*What you need to do:*
- A) Print the stretch of the passage on contrarian investing from "Using his Dreman-inspired" through "liquidity and leverage.", word for word.
- B) Answer these questions from the passage on contrarian investing:
(i) What does the Citigroup Economic Surprise Index measure?
(ii) In what bottom share of the market does David Dreman focus on pricing?
(iii) What kind of products does Baxter International provide?
- C) Write the next part of the passage on contrarian investing, picking up right after its last line.

*Excerpt provided:*
________________________________________
The Citigroup Economic Surprise Index, which measures how current economic data is comparing to expectations, is on the rise along with investor confidence regarding the expanding economy, writes Validea CEO John Reese in a recent article for Forbes.
Historically, however, markets perform best not during times of economic expansion, but rather when the economy is improving despite lower expectations, writes Reese. When things are going relatively well, he argues, “forecasters tend to extrapolate forward using recent trends and assume the good news will continue.”
Reese outlines the contrarian investment approach of guru David Dreman, who argues that investors can beat the market by resisting the herd mentality and focusing on fundamentally sound companies priced in the bottom 20% of the market with respect to such metrics as price-earnings, price-cash flow, price-book and price-dividend ratios.
Using his Dreman-inspired stock screening model, Reese identified the following five high scoring stocks:
- Baxter International (BAX) provides renal and hospital products and is favored for its price-earnings and price-cash flow ratios as well as its liquidity and leverage.
________________________________________
*Information given:*
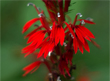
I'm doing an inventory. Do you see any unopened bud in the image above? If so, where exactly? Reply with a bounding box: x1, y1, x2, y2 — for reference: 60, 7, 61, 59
48, 51, 52, 56
57, 12, 60, 17
76, 13, 82, 17
57, 76, 61, 81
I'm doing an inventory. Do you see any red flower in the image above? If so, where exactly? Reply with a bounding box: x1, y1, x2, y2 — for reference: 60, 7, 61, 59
23, 61, 42, 76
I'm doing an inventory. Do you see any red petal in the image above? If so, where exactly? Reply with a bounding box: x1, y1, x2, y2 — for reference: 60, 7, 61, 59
________________________________________
*Results by task:*
- A)
Using his Dreman-inspired stock screening model, Reese identified the following five high scoring stocks:
- Baxter International (BAX) provides renal and hospital products and is favored for its price-earnings and price-cash flow ratios as well as its liquidity and leverage.

- B)
(i) How current economic data is comparing to expectations.
(ii) The bottom 20%.
(iii) Renal and hospital products.

- C)
- Annaly Investment Management (NLY) is a real estate investment trust with a revenue base and dividend yield that both earn high marks, as well as favorable price-earnings and price-book ratios.
- Vale SA (ADR) (VALE), a metals and mining company, boasts an exceptional pre-tax profit margin as well as favorable price-earnings and price-cash flow ratios.
- Chimera Investment (CIM) is a real estate investment trust with favorable annual earnings growth over the past five years as well as consistent earnings-per-share.
- Amtrust Financial Services (AFSI) is an insurance holding company that provides (through its subsidiaries) specialty property and casualty insurance. Ten-year average return-on-equity and return-on-assets both earn high marks, and management’s use of retained earnings adds appeal.